━━━━━ EXTRACTED RECORDS

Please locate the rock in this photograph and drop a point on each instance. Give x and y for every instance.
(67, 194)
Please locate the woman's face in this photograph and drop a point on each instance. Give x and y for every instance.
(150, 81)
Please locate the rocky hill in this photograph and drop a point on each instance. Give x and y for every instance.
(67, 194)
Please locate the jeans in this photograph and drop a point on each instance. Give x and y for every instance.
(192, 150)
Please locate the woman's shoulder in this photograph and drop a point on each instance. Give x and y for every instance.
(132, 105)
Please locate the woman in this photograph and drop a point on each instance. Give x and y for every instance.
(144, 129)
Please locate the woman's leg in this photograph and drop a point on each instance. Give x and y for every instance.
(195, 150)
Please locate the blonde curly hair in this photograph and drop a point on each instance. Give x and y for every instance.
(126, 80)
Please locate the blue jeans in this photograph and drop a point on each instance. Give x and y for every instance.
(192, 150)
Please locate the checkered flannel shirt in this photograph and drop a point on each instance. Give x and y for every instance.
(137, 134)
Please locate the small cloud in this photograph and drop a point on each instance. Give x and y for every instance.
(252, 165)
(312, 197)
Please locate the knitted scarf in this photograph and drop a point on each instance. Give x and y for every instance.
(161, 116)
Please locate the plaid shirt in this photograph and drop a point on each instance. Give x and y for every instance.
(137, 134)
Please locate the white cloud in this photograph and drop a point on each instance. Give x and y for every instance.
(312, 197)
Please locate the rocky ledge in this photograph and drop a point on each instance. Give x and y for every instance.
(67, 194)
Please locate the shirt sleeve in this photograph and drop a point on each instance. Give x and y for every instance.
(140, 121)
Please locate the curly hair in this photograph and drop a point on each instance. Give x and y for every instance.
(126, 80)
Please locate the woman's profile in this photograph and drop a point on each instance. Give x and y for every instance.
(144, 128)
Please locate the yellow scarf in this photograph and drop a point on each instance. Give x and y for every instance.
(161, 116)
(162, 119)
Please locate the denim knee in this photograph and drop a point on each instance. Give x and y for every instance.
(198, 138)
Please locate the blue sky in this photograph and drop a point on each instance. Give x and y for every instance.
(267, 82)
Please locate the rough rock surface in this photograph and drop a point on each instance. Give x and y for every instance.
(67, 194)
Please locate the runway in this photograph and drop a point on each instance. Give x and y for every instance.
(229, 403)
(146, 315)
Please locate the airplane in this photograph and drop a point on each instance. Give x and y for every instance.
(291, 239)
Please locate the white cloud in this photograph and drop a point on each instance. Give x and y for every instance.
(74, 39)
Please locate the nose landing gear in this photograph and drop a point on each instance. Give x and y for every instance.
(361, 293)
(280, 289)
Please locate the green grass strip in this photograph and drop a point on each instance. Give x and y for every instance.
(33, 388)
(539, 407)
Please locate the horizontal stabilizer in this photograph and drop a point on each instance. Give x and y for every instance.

━━━━━━━━━━

*GIVEN PROBLEM*: Return each entry from above without altering a single character.

*FULL SOLUTION*:
Please locate the rock in this photograph and drop a point on each instance. Give x and y for every instance.
(67, 194)
Please locate the woman's face in this photograph and drop a point on each instance. Give x and y for every instance.
(150, 81)
Please locate the rocky hill in this photograph and drop a point on each instance. Give x and y for every instance.
(67, 194)
Please locate the jeans in this photograph and drop a point on each instance. Give x and y for every instance.
(192, 150)
Please locate the woman's shoulder in this photograph and drop a point on each instance. Give x and y for every instance.
(132, 105)
Please locate the woman in this photograph and drop a point on each instance. Give x and y for every instance.
(144, 129)
Please locate the woman's leg in this photograph and drop a point on each instance. Give x and y for every instance.
(195, 150)
Please locate the blonde curly hair in this photograph and drop a point on each instance. Give x and y for every instance.
(126, 80)
Please locate the blue jeans in this photograph and drop a point on each instance. Give x and y for every instance.
(192, 150)
Please locate the checkered flannel shirt in this photograph and drop a point on each instance. Give x and y for every instance.
(137, 134)
Please locate the small cloud in this photograph and drop a point on each instance. Give x and y for every instance.
(252, 165)
(312, 197)
Please locate the knitted scarf in this photograph and drop a point on each instance. Give x and y for every instance.
(161, 116)
Please locate the plaid shirt in this photograph and drop a point on each instance. Give x and y for every instance.
(137, 134)
Please locate the white cloud in this photograph and drop a point on each instance. Give x and y for every instance.
(312, 197)
Please locate the rocky ledge in this photograph and drop a point on each instance. Give x and y for every instance.
(67, 194)
Please locate the shirt sleeve in this photograph and drop a point on each instance. Give x and y for every instance.
(140, 121)
Please locate the curly hair in this photograph and drop a point on each instance. Give x and y for every instance.
(126, 80)
Please locate the woman's profile in this photograph and drop a point on each instance. Give x and y for every instance.
(144, 128)
Please locate the yellow scarf in this photograph and drop a point on each instance. Give x and y for every instance.
(161, 116)
(162, 119)
Please locate the denim knee in this photograph and drop a point on each instance. Give x and y for every instance.
(198, 138)
Please locate the blue sky in this photograph and drop a point on each instance. Give x and y for every instance.
(267, 82)
Please locate the rough rock surface in this photograph and drop a point on each instance. Give x and y for every instance.
(67, 194)
Please locate the runway in this photograph and drop a point on each instance. Give x and y for every instance.
(229, 403)
(146, 315)
Please locate the airplane in this photograph and drop a point on each instance. Give x and y for every instance.
(291, 239)
Please locate the white cloud in this photograph and drop a point on each instance. Give x and y for every instance.
(74, 39)
Please locate the nose landing gear in this photograph and drop a point on each instance. Give x and y for every instance.
(361, 293)
(280, 289)
Please locate the green grass strip in this photograph and drop a point on each instance. Give x and y for every instance.
(33, 388)
(539, 407)
Please locate the horizontal stabilizer in this photograph and drop a point on each instance. Give x and y for every instance.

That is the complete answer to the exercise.